チョコレート嚢胞のある患者さんが来られました。
この方、子宮内膜症が原因で卵巣嚢腫の一種であるチョコレート嚢胞になってしまったのです。
子宮内膜症があるので生理痛もかなりあるのです。
漢方薬を服用されてから生理痛は減っては来ています。
ただ、全くなくなるというところまでいかないのですが、今までのように、痛み止めを飲まなくても我慢できる程度までにはなりました。
自覚症状の改善は比較的早かったのですけれども、チョコレート嚢胞が小さくなるには当初時間がかかりました。
というのも、基本的にチョコレート嚢胞は漢方的に考えると瘀血なので、この瘀血を改善するために活血薬という漢方薬を服用するのですが、他の疾患と比べるとチョコレート嚢胞はなぜか活血薬の効きが悪いのです。
そのため、チョコレート嚢胞が小さくなるのに思った以上に時間がかかりました。
その後も相談に来られるたびに漢方薬の組み合わせなどを微調整し、服用していただいていたのですが、それでも思ったほどの劇的な改善は見られませんでした。
そのような経過もあって、チョコレート嚢胞はなかなか難しいなと思っていたのですけれども、一時期、チョコレート嚢腫の漢方治療に関する論文を書くため、 漢方だけでなく、チョコレート嚢胞や子宮内膜症などについて西洋医学的にかなり詳しく調べたことがあるのです。
その時に読んだ文献の内容の中に漢方治療に利用できるのでは?と思われることが書かれてあったのです。
それで、その西洋医学的な知識を手がかりに漢方薬を探してみると、今まで使ってた漢方薬とは違う漢方薬で効くのではないかという結論に至ったのです。
その漢方薬を実際に使ってみたら、今までだったら半年間でほんのわずかしか小さくならなかったのですけれども 一気に4センチぐらいあったチョコレート嚢胞が無くなったのです。
ただし、消失したのは片方だけで、まだもう一方は極端には小さくはなっていないです。
恐らくチョコレート嚢胞と一口にいっても、実際には右と左では漢方的にみて生じる原因が異なる場合があるのだと思います。
漢方薬の場合、その生じた原因に対してアプローチできる漢方薬でないと効かないのです。
それにしても・・・
今も日々漢方の勉強はしているのですけれども、漢方治療する上で西洋医学的な知識を詳しく知ることも大事だなということを改めて実感しました。

提供データ -
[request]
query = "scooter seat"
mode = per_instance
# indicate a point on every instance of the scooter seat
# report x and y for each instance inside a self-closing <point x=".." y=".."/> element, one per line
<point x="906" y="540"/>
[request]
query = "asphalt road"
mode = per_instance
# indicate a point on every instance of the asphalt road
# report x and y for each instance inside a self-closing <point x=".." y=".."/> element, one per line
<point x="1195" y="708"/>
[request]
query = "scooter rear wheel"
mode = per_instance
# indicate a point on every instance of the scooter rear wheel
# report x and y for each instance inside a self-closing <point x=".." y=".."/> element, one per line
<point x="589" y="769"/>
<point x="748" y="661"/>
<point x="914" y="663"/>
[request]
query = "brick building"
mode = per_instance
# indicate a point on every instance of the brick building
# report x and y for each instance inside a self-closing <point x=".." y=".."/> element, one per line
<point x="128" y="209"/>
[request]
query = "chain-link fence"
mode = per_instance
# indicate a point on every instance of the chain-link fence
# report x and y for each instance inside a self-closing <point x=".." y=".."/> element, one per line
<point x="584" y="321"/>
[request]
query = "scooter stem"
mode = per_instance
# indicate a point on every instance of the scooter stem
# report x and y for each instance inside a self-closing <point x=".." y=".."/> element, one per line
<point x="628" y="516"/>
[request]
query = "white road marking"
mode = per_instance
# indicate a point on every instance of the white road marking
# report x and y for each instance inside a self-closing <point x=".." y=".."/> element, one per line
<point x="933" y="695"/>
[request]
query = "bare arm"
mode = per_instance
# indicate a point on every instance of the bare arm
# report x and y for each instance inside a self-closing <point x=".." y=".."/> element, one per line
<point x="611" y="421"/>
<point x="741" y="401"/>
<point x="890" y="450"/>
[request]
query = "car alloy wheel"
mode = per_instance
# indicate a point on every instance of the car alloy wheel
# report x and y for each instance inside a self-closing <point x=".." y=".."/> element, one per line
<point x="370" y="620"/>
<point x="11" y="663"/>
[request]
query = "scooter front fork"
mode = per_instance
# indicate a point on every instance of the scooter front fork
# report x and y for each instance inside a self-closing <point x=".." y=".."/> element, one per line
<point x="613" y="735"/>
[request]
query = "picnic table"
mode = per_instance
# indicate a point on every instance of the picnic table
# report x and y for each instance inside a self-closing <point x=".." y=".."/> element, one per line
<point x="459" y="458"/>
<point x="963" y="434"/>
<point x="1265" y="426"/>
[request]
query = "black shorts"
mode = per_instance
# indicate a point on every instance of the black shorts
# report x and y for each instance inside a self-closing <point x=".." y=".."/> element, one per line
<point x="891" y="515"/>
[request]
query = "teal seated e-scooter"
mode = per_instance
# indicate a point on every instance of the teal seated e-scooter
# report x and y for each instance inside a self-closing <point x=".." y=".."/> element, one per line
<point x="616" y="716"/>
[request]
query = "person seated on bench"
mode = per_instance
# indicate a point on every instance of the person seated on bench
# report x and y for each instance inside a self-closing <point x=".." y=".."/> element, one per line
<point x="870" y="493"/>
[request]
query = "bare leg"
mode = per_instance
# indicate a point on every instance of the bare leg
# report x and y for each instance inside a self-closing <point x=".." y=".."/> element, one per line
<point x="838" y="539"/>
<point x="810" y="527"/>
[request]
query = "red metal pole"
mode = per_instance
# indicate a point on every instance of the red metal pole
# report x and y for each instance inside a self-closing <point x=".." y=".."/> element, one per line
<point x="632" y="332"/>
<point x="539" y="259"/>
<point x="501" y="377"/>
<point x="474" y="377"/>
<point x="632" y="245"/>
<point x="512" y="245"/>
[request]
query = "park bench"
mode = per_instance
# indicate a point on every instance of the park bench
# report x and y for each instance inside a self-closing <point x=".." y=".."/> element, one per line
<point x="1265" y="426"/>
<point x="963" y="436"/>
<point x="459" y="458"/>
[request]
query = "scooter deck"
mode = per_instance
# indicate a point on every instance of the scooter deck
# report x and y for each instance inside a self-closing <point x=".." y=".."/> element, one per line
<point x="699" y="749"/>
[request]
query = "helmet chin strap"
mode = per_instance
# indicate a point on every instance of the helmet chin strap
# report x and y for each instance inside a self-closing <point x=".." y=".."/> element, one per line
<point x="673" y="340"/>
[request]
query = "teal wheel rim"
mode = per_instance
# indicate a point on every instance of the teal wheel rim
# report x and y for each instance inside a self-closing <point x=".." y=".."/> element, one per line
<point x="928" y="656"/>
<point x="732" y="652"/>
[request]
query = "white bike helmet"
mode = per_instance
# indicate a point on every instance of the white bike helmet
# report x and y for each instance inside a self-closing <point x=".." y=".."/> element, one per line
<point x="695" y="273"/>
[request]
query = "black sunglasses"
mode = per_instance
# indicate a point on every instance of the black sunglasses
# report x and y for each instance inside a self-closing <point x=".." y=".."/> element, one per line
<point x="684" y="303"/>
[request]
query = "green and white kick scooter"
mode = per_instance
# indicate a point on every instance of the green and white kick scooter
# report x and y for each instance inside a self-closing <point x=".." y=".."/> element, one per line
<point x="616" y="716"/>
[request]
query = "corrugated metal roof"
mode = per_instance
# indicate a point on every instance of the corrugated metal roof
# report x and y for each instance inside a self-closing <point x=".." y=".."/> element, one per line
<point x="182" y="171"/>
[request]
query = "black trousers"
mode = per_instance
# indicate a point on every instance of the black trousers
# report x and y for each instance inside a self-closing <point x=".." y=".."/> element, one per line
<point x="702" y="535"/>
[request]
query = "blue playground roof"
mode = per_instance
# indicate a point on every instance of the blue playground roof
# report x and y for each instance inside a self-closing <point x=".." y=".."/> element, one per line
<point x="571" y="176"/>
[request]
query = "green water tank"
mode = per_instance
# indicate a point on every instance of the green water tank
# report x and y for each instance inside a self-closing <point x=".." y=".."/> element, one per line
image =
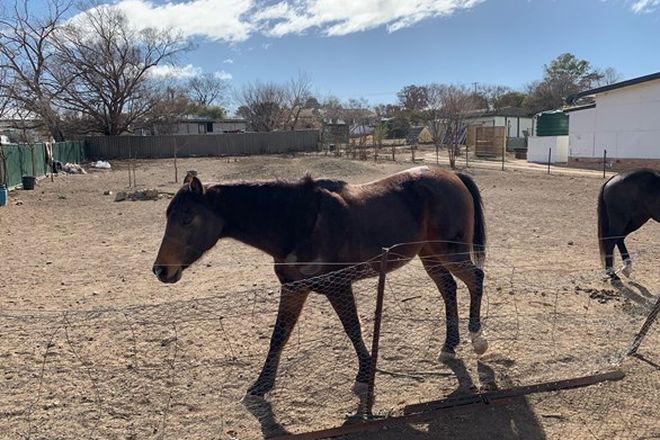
<point x="552" y="124"/>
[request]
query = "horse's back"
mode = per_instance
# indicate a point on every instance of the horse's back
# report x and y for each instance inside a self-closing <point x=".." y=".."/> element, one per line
<point x="632" y="197"/>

求められること -
読む抜粋で、別の漢方薬を実際に使ったあとに無くなったチョコレート嚢胞はどのくらいの大きさだったか、答えてください。

この課題の出力 -
4センチぐらいでした。